Description of the task: Rewrite the items below with every "marker" changed to "pin" and everything else kept the same. Leave the pictures out of your version.

------ Entries supplied

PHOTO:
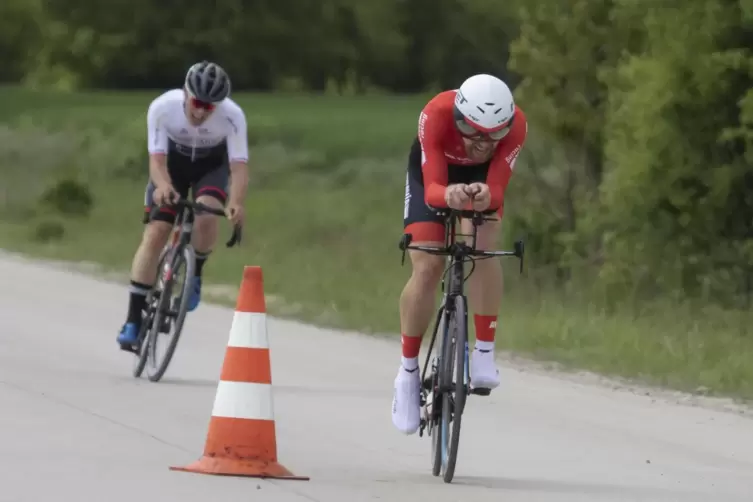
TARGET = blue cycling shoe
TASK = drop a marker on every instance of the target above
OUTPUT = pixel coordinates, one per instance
(195, 298)
(128, 336)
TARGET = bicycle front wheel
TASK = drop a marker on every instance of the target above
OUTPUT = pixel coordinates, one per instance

------------

Result:
PHOTO:
TARGET = blue cycling shoe
TASK = drop a pin on every instance of the target above
OUTPUT = pixel coordinates, one per instance
(195, 298)
(128, 336)
TARGET = bicycle front wheel
TASK = drop a pin on every instance of the target above
OUTPUT = pixel coordinates, one per instance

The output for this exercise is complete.